[Work to complete]
This exercise calls for every record to be set down exactly.

[Task data]
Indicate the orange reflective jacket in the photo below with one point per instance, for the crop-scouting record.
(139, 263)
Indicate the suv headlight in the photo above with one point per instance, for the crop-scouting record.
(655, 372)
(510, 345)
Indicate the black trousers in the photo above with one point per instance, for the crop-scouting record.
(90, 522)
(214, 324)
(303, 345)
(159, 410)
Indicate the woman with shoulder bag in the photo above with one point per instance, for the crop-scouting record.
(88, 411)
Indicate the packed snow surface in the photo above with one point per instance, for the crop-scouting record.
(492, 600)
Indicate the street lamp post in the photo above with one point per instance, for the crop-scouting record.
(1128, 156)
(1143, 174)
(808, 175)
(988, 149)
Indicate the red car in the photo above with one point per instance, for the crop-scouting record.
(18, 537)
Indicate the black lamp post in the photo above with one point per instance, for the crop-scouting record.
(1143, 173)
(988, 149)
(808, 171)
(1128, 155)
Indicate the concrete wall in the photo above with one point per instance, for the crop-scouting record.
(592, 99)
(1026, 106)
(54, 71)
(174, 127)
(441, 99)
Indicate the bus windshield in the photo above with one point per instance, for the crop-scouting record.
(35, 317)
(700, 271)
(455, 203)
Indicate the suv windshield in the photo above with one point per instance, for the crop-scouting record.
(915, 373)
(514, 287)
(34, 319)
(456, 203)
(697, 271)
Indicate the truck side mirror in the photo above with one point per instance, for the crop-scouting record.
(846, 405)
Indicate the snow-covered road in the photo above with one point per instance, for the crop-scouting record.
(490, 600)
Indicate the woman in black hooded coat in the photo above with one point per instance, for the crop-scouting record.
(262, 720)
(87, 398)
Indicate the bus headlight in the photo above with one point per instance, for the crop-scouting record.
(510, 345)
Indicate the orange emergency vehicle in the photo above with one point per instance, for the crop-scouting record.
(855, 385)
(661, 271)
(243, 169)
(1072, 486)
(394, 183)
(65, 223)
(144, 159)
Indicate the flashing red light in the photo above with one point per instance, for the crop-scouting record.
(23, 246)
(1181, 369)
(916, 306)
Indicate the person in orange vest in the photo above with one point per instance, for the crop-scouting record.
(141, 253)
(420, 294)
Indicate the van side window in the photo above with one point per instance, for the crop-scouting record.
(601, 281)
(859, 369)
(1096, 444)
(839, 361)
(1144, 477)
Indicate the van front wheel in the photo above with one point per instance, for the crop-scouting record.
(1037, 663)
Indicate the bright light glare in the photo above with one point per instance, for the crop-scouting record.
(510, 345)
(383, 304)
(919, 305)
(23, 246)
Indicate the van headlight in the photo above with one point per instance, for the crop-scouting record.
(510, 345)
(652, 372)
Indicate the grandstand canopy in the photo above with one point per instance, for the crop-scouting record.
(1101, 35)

[Task result]
Indicate the orange reflective jacket in the photo below with one point per instance, for the crop-scouting record.
(139, 263)
Indicate the suv headlight in the photo above with one point per instance, for the crop-scouting record.
(655, 372)
(510, 345)
Indicate the black trousers in the photo above with one point per instance, for the crop-scouting record.
(90, 522)
(214, 324)
(303, 345)
(159, 410)
Indicate the woman with shoulder bag in the photo above with one point per instance, for the crop-scouting record.
(88, 411)
Indicate the packed snow surface in the photo above with one point per instance, for the crop-scouting record.
(492, 600)
Indicate the street lamp post in the photo above with one point per instance, for the crop-scouting record.
(1128, 156)
(1143, 174)
(808, 175)
(988, 149)
Indicate the red car in the photo above with one point per instance, for the crop-scouting record.
(18, 537)
Indicate the black lamp post in the photo above with one point per instance, for the crop-scouting record.
(1143, 173)
(988, 149)
(808, 171)
(1128, 155)
Indicate the concrete wall in the photo above with one point per instance, for the crop-scouting record.
(592, 99)
(1026, 106)
(54, 71)
(174, 127)
(441, 99)
Indicate the bus windshield in the photo above with one point per instance, for the crop-scouting record.
(35, 317)
(700, 271)
(455, 203)
Indicate the suv windshield in the photo above with one point per instance, for the crop-scouting record.
(915, 373)
(514, 287)
(34, 319)
(456, 203)
(697, 271)
Indicate the truck side mirror in the photo above with one point per instance, for the crop-scouting record.
(846, 405)
Indicate the snow-covered road in the photo above with one point per instance, for the crop-scouting record.
(490, 600)
Indicate the woman in black hooded coat in the photo above with one point per instance, for the crop-scouting record.
(262, 720)
(87, 398)
Indicate the bus headlight in the photo above with one point per instance, for the crop-scouting record.
(510, 345)
Indicate the orange emergency vehicle in the photo above with one point per instance, for the crop-scouting record.
(855, 385)
(661, 271)
(243, 169)
(1072, 486)
(394, 183)
(65, 223)
(144, 159)
Indicate the flashing red light in the photo above with one point per instance, for the crop-scouting record.
(23, 246)
(1181, 369)
(916, 306)
Indicate the person in orange vest in the photo above with one point per instance, for the crop-scouting record.
(141, 253)
(420, 294)
Indicate the van side window in the photo above with one point per instance, for the crop-scouting record.
(601, 281)
(859, 369)
(1096, 444)
(839, 361)
(1144, 477)
Indicate the van front wheel in the photo above with one point per instance, for the crop-scouting record.
(1037, 663)
Indicate the bright light glare in the photo above with one point per instance, for the crop-scouting record.
(510, 345)
(383, 304)
(919, 305)
(23, 246)
Indicate the van headlight in the photo above with one point per instance, for the crop-scouting record.
(510, 345)
(652, 372)
Indicate the grandstand canopy in the photo above with one point per instance, for the crop-scouting record.
(1101, 35)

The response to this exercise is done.